What needs to be done → In the entries below, find each line with the word "number" and return it.

Dataset records →
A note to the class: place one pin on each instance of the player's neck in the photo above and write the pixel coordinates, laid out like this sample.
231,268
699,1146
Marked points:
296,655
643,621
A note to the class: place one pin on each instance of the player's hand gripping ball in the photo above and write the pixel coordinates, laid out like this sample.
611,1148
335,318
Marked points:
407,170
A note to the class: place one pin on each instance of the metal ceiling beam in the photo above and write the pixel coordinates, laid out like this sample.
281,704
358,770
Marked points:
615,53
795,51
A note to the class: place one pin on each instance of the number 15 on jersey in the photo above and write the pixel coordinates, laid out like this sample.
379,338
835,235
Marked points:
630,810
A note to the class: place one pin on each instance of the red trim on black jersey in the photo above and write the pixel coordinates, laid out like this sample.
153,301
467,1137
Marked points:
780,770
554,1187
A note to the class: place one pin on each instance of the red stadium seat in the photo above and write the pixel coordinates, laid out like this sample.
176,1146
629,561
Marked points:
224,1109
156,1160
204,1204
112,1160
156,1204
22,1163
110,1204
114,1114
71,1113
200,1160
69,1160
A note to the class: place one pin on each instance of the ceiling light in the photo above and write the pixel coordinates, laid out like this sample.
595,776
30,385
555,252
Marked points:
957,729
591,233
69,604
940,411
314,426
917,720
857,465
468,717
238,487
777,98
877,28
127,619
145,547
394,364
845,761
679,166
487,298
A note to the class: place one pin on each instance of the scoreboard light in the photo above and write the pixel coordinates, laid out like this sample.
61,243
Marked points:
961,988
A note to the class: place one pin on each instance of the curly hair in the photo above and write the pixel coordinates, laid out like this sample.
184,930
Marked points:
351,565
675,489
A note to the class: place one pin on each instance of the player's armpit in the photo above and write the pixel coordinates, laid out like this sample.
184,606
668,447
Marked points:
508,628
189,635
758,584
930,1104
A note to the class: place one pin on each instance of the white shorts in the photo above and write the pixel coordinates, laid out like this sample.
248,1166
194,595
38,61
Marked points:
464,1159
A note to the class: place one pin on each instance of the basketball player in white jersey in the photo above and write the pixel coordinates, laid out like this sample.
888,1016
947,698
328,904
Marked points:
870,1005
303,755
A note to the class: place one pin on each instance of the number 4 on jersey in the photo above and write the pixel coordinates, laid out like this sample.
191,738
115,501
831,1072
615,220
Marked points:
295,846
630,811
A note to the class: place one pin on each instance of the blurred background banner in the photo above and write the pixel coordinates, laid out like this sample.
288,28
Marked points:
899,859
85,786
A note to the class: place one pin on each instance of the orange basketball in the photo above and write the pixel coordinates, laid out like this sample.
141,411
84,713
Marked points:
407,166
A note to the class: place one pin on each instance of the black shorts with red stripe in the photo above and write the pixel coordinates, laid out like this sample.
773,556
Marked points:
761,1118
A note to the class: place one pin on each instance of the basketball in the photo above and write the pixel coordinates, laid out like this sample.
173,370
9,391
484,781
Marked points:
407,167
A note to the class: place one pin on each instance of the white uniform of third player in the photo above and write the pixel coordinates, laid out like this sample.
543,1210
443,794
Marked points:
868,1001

Your response →
A note to the class: place one pin on each instance of the number 15 on jersey in the photo above and write the pixel coordinates, laid out like this sample.
A note to the class: place one pin on each instance of the number 4 on jersey in the photo above and write the pixel coordinates, laid out like this sample.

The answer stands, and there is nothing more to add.